Begin at the line that contains "written like (815,863)." and repeat every line from there to the end of the records below, inclusive, without adding any other line.

(Saved data entries)
Content starts

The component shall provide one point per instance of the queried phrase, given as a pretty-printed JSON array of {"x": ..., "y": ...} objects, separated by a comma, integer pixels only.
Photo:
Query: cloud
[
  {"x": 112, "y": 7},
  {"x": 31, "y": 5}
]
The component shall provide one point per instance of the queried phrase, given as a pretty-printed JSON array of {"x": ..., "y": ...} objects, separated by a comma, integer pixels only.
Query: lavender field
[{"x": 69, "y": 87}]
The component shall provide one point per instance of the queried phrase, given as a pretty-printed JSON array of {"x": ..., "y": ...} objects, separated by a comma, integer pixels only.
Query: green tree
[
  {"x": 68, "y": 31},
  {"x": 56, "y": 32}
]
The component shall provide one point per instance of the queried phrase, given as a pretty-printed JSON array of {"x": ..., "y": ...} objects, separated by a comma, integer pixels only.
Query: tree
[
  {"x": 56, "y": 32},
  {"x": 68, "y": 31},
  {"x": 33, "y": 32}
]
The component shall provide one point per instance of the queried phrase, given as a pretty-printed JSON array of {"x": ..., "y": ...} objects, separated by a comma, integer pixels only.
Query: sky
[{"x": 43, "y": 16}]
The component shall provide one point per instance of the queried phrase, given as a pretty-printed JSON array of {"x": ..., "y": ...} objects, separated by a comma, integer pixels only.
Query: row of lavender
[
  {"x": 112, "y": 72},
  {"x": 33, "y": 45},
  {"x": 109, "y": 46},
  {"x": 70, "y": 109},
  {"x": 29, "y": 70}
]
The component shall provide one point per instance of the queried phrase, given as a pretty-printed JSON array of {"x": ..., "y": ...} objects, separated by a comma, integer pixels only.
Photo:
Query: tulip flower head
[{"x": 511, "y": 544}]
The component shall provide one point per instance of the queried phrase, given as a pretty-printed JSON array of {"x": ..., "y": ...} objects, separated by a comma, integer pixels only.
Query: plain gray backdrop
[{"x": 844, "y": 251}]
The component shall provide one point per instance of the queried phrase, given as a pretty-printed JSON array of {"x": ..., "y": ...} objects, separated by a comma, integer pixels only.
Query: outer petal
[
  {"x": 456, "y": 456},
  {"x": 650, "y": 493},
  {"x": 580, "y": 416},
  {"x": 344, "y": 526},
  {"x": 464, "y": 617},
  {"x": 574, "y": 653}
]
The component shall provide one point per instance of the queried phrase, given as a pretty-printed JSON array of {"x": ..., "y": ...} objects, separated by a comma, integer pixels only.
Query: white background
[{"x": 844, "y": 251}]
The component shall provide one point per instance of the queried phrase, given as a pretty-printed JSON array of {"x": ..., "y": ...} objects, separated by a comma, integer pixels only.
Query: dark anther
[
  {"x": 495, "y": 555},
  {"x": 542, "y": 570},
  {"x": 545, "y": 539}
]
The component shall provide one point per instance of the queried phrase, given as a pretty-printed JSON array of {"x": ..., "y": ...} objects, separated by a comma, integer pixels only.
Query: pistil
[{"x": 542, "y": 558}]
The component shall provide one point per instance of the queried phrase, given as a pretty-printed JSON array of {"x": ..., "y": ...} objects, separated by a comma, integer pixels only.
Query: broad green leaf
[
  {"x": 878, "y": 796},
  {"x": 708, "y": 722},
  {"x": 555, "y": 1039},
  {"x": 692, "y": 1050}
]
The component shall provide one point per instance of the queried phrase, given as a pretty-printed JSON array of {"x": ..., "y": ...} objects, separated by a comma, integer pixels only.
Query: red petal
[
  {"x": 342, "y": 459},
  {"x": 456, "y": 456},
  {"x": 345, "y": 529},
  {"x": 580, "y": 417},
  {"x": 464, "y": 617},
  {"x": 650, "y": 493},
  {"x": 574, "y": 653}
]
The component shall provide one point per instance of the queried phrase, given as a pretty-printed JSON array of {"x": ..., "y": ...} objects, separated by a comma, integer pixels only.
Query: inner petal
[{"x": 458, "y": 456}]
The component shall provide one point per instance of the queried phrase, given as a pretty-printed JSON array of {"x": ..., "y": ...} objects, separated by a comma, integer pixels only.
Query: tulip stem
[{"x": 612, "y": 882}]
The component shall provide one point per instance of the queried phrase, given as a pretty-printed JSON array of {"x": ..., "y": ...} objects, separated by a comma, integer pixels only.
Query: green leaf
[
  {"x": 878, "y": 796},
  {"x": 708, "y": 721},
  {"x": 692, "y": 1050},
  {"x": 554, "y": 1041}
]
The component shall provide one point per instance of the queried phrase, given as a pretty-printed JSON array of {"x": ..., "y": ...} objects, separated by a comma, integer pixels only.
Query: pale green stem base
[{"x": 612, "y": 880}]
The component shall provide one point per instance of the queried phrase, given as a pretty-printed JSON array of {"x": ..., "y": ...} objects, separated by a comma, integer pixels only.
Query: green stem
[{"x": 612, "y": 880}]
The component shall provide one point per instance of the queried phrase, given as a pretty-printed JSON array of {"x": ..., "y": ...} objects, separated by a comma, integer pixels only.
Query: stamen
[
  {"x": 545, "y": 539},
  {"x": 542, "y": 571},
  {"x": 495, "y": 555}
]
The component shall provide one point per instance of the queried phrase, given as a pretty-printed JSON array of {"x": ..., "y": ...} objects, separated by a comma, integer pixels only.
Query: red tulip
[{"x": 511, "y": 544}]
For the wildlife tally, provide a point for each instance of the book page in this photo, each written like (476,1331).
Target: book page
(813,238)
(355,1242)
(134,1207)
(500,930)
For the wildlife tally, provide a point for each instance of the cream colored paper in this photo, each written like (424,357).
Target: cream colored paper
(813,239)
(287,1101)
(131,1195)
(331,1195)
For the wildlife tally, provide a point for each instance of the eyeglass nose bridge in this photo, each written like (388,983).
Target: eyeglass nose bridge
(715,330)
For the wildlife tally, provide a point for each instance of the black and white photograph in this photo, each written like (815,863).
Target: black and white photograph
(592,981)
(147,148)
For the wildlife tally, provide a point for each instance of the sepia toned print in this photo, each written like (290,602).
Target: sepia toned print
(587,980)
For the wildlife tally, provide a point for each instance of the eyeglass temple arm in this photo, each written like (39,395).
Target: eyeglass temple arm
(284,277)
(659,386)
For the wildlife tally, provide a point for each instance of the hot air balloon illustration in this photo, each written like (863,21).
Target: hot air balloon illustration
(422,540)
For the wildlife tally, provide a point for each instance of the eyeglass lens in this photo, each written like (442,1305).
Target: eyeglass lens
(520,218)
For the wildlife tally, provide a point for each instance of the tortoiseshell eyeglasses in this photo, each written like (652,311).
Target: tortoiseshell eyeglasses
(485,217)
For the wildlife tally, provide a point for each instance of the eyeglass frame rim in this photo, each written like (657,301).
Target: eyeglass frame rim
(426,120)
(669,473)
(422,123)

Content ends

-- Task solution --
For the wildlife tally, provide a point for each instance of the black and white photograph in this photo, each written like (815,863).
Target: black and white photograph
(592,981)
(147,148)
For the wildlife tally, provide a point for each instance of the sepia toned print in this photo, each written like (290,602).
Target: sepia toned print
(587,980)
For the wildlife tally, provide a point for each instance of the eyeglass temple arm in this photo, each written like (39,395).
Target: eyeglass temple arm
(284,277)
(659,386)
For the wildlife tally, provide a point for each instance of the hot air balloon illustration in this photo, each written like (863,21).
Target: hot air balloon illustration
(422,540)
For the wildlife tally, provide a point for each instance of the eyeglass lens in this photo, each written like (442,1305).
Target: eyeglass lens
(520,218)
For the wildlife tally, provide a point for each instance of the tortoiseshell eyeglasses in this photo, each written like (652,311).
Target: tortoiseshell eyeglasses
(485,217)
For the wildlife tally, provide a point for each instance of the eyeglass frame rim in this photo, each written like (657,301).
Target: eyeglass frame rim
(426,120)
(669,473)
(422,123)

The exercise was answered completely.